Problem description: Reproduce the material below verbatim, every line in order and unchanged.

━━━━━ Dataset rows ━━━━━

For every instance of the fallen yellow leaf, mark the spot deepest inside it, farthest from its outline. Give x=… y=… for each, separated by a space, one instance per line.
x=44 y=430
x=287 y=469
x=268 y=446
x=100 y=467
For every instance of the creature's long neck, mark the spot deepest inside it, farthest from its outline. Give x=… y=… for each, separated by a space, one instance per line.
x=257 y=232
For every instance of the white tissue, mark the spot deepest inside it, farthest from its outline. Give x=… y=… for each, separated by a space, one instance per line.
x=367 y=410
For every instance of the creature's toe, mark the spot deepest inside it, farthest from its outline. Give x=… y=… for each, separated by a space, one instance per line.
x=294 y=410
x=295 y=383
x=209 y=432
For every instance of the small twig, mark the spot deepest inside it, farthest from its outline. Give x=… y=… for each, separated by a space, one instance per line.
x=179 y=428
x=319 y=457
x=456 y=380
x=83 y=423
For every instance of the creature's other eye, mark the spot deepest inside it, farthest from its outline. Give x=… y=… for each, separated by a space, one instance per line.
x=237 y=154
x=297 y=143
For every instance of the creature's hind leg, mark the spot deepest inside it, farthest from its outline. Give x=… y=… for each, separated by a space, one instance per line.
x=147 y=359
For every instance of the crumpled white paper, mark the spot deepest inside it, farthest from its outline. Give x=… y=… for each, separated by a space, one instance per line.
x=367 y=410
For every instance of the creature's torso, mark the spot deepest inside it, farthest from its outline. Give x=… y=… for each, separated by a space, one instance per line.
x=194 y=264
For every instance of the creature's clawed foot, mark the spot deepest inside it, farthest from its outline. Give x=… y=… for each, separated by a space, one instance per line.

━━━━━

Written response:
For every instance of the fallen yellow leaf, mark the spot deepest inside it, farthest from its outline. Give x=… y=… for each, separated by a space, one instance per line.
x=44 y=430
x=287 y=469
x=268 y=446
x=100 y=467
For every instance of the creature's long neck, mark the spot deepest inside it, farthest from its outline. Give x=… y=… for each, separated by a space, one instance per line.
x=257 y=232
For every instance of the white tissue, mark the spot deepest inside it, farthest from its outline. Give x=… y=… for each, separated by a space, one instance per line.
x=367 y=410
For every instance of the creature's toe, mark the spot deepest inside it, farthest from its outline. Give x=… y=… for each, separated by a space, one instance per line.
x=294 y=410
x=295 y=383
x=209 y=432
For every instance of the small twig, mark the spot deepest inside it, farthest from its outline. Give x=… y=… for each, separated by a space, one instance per line.
x=179 y=428
x=319 y=457
x=456 y=380
x=83 y=423
For every instance of the creature's other eye, mark the spot deepest inside it, farthest from its outline. Give x=… y=… for each, separated by a space, one instance per line.
x=237 y=154
x=297 y=143
For every instance of the creature's hind leg, mark the spot deepest inside it, farthest from its outline. Give x=… y=… for each, separated by a space, one instance per line.
x=147 y=359
For every instance of the crumpled white paper, mark the spot deepest inside it, farthest from its outline. Give x=… y=… for each, separated by a space, one instance per line.
x=367 y=410
For every instance of the creature's torso, mark the spot deepest inside it, farthest from its outline. Give x=… y=… for each, separated by a space, one instance per line.
x=194 y=264
For every instance of the creature's clawed foot, mark the spot deepest inside it, farthest from its outline. Give x=… y=… for each, separated by a space, one instance per line.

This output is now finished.